═════ MATERIAL ═════
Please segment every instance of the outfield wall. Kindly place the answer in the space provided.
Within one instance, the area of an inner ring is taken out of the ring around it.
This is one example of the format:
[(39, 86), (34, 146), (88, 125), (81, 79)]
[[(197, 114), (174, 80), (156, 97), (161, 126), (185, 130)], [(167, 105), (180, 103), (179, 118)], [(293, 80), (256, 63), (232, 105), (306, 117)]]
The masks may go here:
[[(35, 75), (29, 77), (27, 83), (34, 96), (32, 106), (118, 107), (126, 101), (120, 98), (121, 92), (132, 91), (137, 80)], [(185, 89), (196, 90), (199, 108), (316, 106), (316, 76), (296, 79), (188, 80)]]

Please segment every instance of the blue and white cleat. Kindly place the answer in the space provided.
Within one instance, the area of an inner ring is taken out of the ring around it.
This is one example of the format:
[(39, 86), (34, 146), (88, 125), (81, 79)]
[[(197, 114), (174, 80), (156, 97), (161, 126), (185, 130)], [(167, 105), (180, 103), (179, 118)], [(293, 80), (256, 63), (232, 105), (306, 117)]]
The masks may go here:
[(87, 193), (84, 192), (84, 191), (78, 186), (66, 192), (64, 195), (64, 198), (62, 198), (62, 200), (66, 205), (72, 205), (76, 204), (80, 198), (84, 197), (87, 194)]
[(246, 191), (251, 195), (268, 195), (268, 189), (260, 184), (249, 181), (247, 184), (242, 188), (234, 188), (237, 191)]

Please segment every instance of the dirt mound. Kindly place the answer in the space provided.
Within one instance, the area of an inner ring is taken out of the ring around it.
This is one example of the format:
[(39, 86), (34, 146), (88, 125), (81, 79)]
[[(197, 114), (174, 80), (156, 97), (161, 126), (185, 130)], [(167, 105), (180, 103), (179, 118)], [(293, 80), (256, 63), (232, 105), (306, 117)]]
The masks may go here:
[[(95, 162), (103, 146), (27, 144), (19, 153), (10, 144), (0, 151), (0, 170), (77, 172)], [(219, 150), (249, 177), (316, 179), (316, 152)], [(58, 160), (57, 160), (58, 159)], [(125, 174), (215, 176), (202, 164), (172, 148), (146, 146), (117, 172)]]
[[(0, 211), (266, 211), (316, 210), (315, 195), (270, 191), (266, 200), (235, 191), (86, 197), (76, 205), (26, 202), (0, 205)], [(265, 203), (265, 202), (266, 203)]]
═════
**THE TASK**
Count the lines in the listing above that contain the string "space", treating uppercase and lowercase as different. Reply with the number only.

**WRITTEN REPLY**
3